## GIVEN RECORDS
........
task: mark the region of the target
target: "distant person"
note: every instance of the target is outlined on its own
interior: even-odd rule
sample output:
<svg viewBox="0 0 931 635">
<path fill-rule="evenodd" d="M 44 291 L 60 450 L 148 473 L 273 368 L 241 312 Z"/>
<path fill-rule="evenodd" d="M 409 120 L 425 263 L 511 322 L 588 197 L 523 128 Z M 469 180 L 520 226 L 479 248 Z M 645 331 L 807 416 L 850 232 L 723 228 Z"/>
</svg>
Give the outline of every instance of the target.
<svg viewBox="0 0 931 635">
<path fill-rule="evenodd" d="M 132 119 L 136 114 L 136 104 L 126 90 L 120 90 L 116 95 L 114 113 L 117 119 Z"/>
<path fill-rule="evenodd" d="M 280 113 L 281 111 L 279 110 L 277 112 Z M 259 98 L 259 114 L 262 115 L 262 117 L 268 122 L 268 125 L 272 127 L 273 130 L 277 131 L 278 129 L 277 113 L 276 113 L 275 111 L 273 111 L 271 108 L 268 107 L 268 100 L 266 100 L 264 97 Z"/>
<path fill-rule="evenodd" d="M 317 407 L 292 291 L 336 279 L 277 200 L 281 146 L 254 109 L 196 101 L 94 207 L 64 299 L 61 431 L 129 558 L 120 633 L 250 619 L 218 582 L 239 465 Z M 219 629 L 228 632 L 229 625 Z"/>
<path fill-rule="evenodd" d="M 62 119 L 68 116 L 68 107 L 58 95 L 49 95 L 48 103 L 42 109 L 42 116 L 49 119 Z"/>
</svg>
........
## INSTRUCTIONS FOR THE TASK
Rewrite all the rows above, substituting "occurrence" for "instance" and leaving everything else unchanged.

## RESPONSE TO THE EXERCISE
task: mark the region of the target
target: "distant person"
note: every occurrence of the target is outlined on its own
interior: even-odd rule
sample output:
<svg viewBox="0 0 931 635">
<path fill-rule="evenodd" d="M 44 291 L 60 450 L 148 473 L 273 368 L 241 312 Z"/>
<path fill-rule="evenodd" d="M 409 120 L 425 263 L 511 322 L 588 197 L 523 128 Z M 469 180 L 520 226 L 479 248 Z M 645 331 L 807 416 L 850 232 L 723 228 Z"/>
</svg>
Give the outline of every occurrence of the target.
<svg viewBox="0 0 931 635">
<path fill-rule="evenodd" d="M 132 119 L 136 114 L 136 104 L 126 90 L 120 90 L 116 95 L 114 113 L 117 119 Z"/>
<path fill-rule="evenodd" d="M 280 113 L 281 111 L 279 110 L 277 112 Z M 259 98 L 259 114 L 262 115 L 262 117 L 268 122 L 268 125 L 272 127 L 273 130 L 277 131 L 278 129 L 277 113 L 276 113 L 275 111 L 273 111 L 271 108 L 268 107 L 268 100 L 266 100 L 264 97 Z"/>
<path fill-rule="evenodd" d="M 317 407 L 292 291 L 336 279 L 277 200 L 281 146 L 254 109 L 196 101 L 94 207 L 64 299 L 61 431 L 129 558 L 120 633 L 250 619 L 218 582 L 239 465 Z M 219 629 L 228 632 L 229 625 Z"/>
<path fill-rule="evenodd" d="M 62 119 L 68 116 L 68 107 L 58 95 L 49 95 L 48 103 L 42 109 L 42 116 L 49 119 Z"/>
</svg>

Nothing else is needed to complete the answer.